Work required
In the passage below on classic British sports cars, what replaced the Gilbern Genie, and in what year?

Excerpted passage
From 1966, Gilbern produced the more sophisticated Genie model featuring a Ford V6 of 2.5 or 3.0 Litre capacity. The Genie was then replaced by the very similar Invader in 1969 differing only in its improved chassis and brakes. A great example of British Plastic of the period! Fore more information, please look at British Plastic Part 1 and British Plastic Part 2.
In the ’50s and ’60s, Jaguar managed produced some of the most beautiful, stylish and potent road and race cars in the form of the XK120, XK140, XK140, XK150, C-Type, D-Type, XKSS, E-Type, MkI and MkII.
The original XK120 and the E-Type are my particular favourites, the former for its ground-breaking XK engine and sleek flowing bodywork and the latter for it stunning looks, power and phenomenal (at the time) value for money when compared with competing sports cars.

Supplied information
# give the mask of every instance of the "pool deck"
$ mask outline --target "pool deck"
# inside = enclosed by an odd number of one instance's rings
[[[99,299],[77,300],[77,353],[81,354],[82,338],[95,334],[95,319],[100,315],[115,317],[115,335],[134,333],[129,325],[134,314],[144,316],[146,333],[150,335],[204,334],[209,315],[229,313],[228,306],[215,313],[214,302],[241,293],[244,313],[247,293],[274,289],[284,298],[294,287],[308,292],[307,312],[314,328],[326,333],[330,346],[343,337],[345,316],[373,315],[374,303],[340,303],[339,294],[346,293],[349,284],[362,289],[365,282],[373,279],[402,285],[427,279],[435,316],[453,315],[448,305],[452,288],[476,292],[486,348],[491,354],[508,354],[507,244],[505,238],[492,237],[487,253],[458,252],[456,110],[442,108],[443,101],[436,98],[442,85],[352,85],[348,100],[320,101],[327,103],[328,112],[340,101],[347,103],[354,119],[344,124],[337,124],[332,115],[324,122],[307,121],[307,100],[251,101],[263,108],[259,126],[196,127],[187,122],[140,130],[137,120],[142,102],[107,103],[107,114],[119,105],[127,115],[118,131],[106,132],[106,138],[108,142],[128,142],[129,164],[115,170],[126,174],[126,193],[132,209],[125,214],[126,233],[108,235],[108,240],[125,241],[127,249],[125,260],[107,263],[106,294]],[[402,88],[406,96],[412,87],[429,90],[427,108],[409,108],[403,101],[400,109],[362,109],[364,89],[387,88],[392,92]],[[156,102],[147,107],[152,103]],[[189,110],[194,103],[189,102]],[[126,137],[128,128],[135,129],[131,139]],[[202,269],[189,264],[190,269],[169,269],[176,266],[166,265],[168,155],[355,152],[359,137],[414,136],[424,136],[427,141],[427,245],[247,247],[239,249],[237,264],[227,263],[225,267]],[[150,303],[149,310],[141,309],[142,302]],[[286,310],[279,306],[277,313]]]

Answer to the problem
The Invader replaced it in 1969.